- DATA PROVIDED:
"""
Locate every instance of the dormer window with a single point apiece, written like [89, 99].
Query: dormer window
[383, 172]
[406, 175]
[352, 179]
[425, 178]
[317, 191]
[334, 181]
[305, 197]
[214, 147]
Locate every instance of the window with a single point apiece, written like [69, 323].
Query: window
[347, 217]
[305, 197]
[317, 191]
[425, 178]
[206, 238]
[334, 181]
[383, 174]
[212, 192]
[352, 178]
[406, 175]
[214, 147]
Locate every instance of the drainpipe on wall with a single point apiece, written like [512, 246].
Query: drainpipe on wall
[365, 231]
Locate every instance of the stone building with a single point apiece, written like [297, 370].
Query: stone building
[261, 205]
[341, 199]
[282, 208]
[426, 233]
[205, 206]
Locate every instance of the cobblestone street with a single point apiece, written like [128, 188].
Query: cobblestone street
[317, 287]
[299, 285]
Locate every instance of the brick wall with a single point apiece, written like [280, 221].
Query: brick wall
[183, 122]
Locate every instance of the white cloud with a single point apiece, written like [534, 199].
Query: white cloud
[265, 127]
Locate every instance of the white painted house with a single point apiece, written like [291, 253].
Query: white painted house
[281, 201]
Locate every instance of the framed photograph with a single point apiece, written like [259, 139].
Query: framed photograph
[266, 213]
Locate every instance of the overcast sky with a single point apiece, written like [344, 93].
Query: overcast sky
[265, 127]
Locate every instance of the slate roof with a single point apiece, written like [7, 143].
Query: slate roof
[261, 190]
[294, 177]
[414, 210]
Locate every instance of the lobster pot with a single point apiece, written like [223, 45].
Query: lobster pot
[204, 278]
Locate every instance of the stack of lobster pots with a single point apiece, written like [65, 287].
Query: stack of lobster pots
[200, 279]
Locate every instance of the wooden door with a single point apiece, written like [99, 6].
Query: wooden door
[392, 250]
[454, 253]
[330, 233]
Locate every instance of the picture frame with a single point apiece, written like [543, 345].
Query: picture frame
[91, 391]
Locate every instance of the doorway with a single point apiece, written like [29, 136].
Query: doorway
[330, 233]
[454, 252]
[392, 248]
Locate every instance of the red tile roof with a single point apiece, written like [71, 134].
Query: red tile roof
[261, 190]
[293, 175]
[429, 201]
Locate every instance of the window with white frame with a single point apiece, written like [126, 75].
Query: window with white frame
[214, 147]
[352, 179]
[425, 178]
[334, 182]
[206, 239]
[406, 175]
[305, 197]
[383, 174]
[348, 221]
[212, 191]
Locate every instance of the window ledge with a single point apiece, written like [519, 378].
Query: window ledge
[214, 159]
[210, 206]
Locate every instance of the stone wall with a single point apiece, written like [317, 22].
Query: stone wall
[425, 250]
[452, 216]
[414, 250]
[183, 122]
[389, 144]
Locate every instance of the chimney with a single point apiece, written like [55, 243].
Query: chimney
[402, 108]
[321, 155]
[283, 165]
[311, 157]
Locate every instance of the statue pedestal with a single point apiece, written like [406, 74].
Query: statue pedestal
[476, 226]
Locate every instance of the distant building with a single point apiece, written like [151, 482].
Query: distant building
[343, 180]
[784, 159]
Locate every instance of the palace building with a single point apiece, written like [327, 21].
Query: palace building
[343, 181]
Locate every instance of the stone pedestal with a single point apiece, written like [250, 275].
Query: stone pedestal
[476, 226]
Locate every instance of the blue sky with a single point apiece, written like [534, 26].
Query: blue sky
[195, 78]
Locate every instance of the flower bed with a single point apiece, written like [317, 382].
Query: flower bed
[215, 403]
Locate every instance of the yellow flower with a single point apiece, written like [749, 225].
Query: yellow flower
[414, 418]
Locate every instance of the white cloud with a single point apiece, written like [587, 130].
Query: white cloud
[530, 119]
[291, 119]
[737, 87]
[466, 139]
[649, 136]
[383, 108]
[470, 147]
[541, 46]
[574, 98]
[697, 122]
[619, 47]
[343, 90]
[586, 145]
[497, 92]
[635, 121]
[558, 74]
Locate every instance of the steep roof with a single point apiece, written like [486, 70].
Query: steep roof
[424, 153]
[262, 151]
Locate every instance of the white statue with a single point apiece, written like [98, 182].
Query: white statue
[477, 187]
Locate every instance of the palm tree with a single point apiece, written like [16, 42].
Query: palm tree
"""
Please transcribe each of the entries, exactly as written.

- WORKED SOLUTION:
Locate every instance of the dormer window with a single point apiece, written like [89, 99].
Query: dormer window
[383, 172]
[406, 175]
[352, 179]
[425, 178]
[317, 191]
[334, 181]
[305, 197]
[214, 147]
Locate every instance of the window with a single point apiece, written like [69, 323].
Query: window
[347, 217]
[305, 197]
[317, 191]
[425, 178]
[206, 238]
[334, 181]
[383, 174]
[212, 192]
[352, 178]
[406, 175]
[214, 147]
Locate every instance of the drainpipe on wall with a single point apiece, written like [512, 246].
Query: drainpipe on wall
[365, 231]
Locate every instance of the stone building with a single point apiece, written like [297, 370].
Query: stone building
[261, 205]
[341, 199]
[282, 208]
[426, 233]
[205, 206]
Locate every instance of the cobblestone street with a single point apiece, written like [128, 188].
Query: cobblestone street
[317, 287]
[299, 285]
Locate every instance of the brick wall with a single point apiece, written like [280, 221].
Query: brick wall
[183, 122]
Locate every instance of the white cloud with a single point apiece, written like [534, 199].
Query: white cloud
[265, 127]
Locate every instance of the white painted house with a single point apiece, written like [291, 253].
Query: white painted house
[281, 201]
Locate every instance of the framed photograph with a single point apiece, written like [259, 139].
Query: framed photograph
[266, 213]
Locate every instance of the overcast sky with a single point apiece, written like [344, 93].
Query: overcast sky
[265, 127]
Locate every instance of the slate roof with a single point apiece, written like [7, 143].
Query: slate roof
[261, 190]
[294, 177]
[414, 210]
Locate every instance of the lobster pot with a single point apiece, written like [223, 45].
Query: lobster pot
[204, 278]
Locate every instance of the stack of lobster pots with a single point apiece, written like [65, 287].
Query: stack of lobster pots
[200, 279]
Locate every instance of the wooden door with a single point apiece, written like [99, 6].
Query: wooden door
[392, 250]
[454, 253]
[330, 233]
Locate every instance of the picture frame with a single point apiece, written like [543, 345].
Query: picture frame
[91, 391]
Locate every instance of the doorway with a single point apiece, written like [29, 136].
Query: doorway
[330, 233]
[454, 252]
[392, 248]
Locate every instance of the red tile roof with a single point apiece, written like [71, 134].
Query: red tile roof
[261, 190]
[293, 175]
[429, 201]
Locate every instance of the window with white frame with a single point apiece, written like [126, 75].
Query: window with white frame
[214, 147]
[352, 179]
[425, 178]
[334, 182]
[206, 239]
[406, 175]
[305, 197]
[383, 174]
[348, 221]
[212, 191]
Locate every instance of the window ledge with a single point apiece, written like [519, 378].
Query: window ledge
[214, 159]
[210, 206]
Locate every instance of the stone wall with a single point apiece, written like [317, 22].
Query: stone wall
[425, 250]
[452, 216]
[414, 250]
[183, 122]
[389, 144]
Locate every instance of the chimney with a single point apiece, written like [55, 243].
Query: chimney
[402, 108]
[321, 155]
[283, 165]
[311, 157]
Locate every instance of the statue pedestal with a single point apiece, written like [406, 74].
Query: statue pedestal
[476, 226]
Locate every instance of the distant building with a single point apiece, written like [151, 482].
Query: distant building
[343, 180]
[784, 159]
Locate every instance of the palace building with a single point apiece, written like [327, 21].
Query: palace building
[343, 181]
Locate every instance of the stone pedestal with a single point apiece, written like [250, 275].
Query: stone pedestal
[476, 226]
Locate every instance of the blue sky with a single point apiece, written like [534, 26].
Query: blue sky
[195, 78]
Locate every instance of the flower bed with a single point apiece, written like [317, 382].
Query: flower bed
[215, 403]
Locate every instance of the yellow flower with a single point apiece, written like [749, 225].
Query: yellow flower
[414, 418]
Locate every instance of the white cloud with a single point apiece, written like [587, 130].
Query: white cloud
[530, 119]
[291, 119]
[737, 87]
[466, 139]
[649, 136]
[383, 108]
[470, 147]
[541, 46]
[574, 98]
[697, 122]
[619, 47]
[343, 90]
[586, 145]
[497, 92]
[635, 121]
[558, 74]
Locate every instance of the steep roof with a single point apiece, written like [486, 70].
Query: steep roof
[424, 153]
[262, 151]
Locate every instance of the white statue with a single point apiece, written like [98, 182].
Query: white statue
[477, 187]
Locate every instance of the palm tree with a single point apiece, written like [16, 42].
Query: palm tree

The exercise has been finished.